Kutipan untuk Dibaca:

Oleh: Herlianto A, santri STF Al
Farabi Malang
Isu paling menarik dan cukup
sensitif dari debat pilgub DKI pertama adalah soal penggusuran warga yang
berada disekitar kali. Isu ini penting karena menyasar kelas bawah yang
merupakan jumlah pemilih terbanyak. Tentu saja ekspresi yang terkesan membela
terhadap kelas ini harus ditebar. Sehingga penggusuran coba dimaknai secara
etis oleh masing-masing calon agar tampak buruk bagi calon baru dan tampak baik
bagi petahana.
Jawaban masing-masing pasangan
memiliki logikanya sendiri. Pasangan 1 (AHY-Silvi) dan 3 (Anis-Sandi)
menggunakan logika deontologis, sementara pasangan 2 (Ahok-Jarot) cenderung
teleologis. Dua pendekatan ini sangat kontras dan masih menggejala hingga kini.
Pendekatan teleologis dalam
diskursus filsafat moral dikomandani J. Bentham dan J.S. Mill. Cara pandang ini
menitik-beratkan pada tujuan dari suatu tindakan. Karenanya poros ini juga
disebut utilitarianisme. Artinya, suatu tindakan dianggap bermoral—dan
karenanya benar—apabila menguntungkan atau memberi kenikmatan. Dengan logika
ini, menggusur dianggap benar karena tujuannya adalah menormalkan sungai dan
memindahkan warga dari kehidupan kumuh ke yang cukup bersih.
Penggusuran memberi kesempatan
pada rakyat untuk dapat hidup di tempat yang lebih layak, dilengkapi dengan
fasilitas yang lebih memadai ketimbang di pantaran kali. Atas nalar itulah
petahana melakukan penggusuran besar-besaran. Jadi pendeknya the greatest
happiness for the greatest number.
Sementara deontologis diampu
Immanuel Kant. Cara pandang ini melihat aturan etis sebagai yang imperatif atau
paten, salah satu muaranya adalah manusia sebagai person bukan tujuan. Artinya
begini: mencapai kebaikan tidak boleh ada yang dikorbankan. Kita tidak boleh
menyelamatkan umat dari mara bahaya tetapi dengan merebus bayi. Manusia adalah
pusat dari kesadaran moral itu sendiri, mengorbankan manusia untuk alasan
apapun sama artinya membakar moralitas itu sendiri.

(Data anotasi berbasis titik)
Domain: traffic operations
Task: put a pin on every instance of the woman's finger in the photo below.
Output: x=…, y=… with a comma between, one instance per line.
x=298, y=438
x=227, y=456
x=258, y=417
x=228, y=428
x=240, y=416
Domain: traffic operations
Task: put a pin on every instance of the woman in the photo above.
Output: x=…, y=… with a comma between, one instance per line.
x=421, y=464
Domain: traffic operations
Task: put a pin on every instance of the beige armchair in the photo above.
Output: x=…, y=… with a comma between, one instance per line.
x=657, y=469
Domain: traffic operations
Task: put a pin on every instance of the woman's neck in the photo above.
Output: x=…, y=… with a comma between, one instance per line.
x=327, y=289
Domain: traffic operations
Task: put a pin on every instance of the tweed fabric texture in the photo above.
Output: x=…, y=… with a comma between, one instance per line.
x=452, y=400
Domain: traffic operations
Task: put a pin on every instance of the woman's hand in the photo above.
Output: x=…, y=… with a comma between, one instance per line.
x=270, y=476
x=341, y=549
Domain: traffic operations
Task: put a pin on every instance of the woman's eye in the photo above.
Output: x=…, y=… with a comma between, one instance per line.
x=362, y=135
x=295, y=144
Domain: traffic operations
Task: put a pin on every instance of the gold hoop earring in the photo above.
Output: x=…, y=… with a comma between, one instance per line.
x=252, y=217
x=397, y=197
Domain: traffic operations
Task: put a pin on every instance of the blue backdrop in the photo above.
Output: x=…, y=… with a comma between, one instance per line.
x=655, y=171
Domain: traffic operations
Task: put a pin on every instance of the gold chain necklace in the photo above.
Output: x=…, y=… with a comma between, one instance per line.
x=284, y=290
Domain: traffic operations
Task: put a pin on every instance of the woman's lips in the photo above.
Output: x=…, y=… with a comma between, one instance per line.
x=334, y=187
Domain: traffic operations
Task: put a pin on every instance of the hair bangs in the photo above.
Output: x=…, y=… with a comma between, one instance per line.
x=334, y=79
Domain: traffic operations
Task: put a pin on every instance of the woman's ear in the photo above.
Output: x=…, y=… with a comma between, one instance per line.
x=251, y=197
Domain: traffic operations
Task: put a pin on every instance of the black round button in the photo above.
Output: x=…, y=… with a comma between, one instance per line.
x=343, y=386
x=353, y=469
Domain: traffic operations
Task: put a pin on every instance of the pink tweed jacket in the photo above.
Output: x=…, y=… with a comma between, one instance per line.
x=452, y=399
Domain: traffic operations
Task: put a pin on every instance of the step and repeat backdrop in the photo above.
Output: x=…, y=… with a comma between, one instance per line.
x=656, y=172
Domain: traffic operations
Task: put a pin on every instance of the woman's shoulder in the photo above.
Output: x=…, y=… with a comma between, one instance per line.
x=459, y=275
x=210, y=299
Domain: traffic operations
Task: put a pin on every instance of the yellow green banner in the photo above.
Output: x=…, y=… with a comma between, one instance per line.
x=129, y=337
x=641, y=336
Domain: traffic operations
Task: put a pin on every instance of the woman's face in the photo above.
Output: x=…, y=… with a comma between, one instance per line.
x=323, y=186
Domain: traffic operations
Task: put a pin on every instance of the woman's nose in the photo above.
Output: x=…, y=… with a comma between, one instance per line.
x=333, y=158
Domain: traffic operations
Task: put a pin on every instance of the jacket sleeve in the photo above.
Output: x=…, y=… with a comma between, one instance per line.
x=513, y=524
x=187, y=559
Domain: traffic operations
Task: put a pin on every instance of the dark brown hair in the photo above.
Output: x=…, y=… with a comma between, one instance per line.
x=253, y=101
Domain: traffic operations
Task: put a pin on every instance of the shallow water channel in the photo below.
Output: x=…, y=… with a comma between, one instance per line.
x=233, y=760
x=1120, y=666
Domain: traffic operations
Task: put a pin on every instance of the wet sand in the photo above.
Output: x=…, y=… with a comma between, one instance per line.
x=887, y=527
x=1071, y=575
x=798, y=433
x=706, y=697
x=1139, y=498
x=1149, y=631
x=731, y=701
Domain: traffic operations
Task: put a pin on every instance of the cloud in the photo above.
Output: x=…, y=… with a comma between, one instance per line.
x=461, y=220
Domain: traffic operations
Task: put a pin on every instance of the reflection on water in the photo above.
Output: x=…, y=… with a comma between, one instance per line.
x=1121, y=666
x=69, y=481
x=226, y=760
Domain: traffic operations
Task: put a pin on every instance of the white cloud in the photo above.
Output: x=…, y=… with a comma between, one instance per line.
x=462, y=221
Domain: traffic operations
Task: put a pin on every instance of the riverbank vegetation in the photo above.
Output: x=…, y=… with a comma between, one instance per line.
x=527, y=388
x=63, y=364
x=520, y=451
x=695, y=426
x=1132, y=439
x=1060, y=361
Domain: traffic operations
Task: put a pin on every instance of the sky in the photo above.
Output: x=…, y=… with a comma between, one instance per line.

Yang Perlu Dikerjakan: Lanjutkan tulisan tentang isu penggusuran dalam debat pilgub DKI di atas, mulai setelah kalimat terakhirnya.

Hasil di Bawah:
Karena itu atas nama
kemanusiaan, kubu ini menolak penggusuran masyarakat bantaran kali sekalipun
untuk pelebaran sungai dan antisipasi banjir. Pasalnya, pada penggusuran itu
ada yang dikorbankan yaitu rumah warga yang dirusak dimana di dalamnya ada
kehidupan, serta hilangnya beberapa pekerjaan warga yang membuatnya menderita.
Dalam perdebatan filsafat
moral, kedua cara pandang etis ini saling kritik satu sama lain. Misalnya,
dalam kasus "si pembunuh bertanya", yang sering diajukan. Kasus ini
adalah sebuah cerita seseorang yang ditanya oleh pembunuh tentang target
pembunuhannya yang lari dari hadapannya.
Seorang deontologis akan
menjawab jujur pada sang pembunuh bahwa dia melihat target pembunuhan dan
mengatakan dimana posisinya. Sehingga kemungkinan pembunuh akan leluasa
menjalankan operasinya dan menggorok leher sang korban. Pada sisi ini
deontologis sering dianggap tidak manusiawi malah.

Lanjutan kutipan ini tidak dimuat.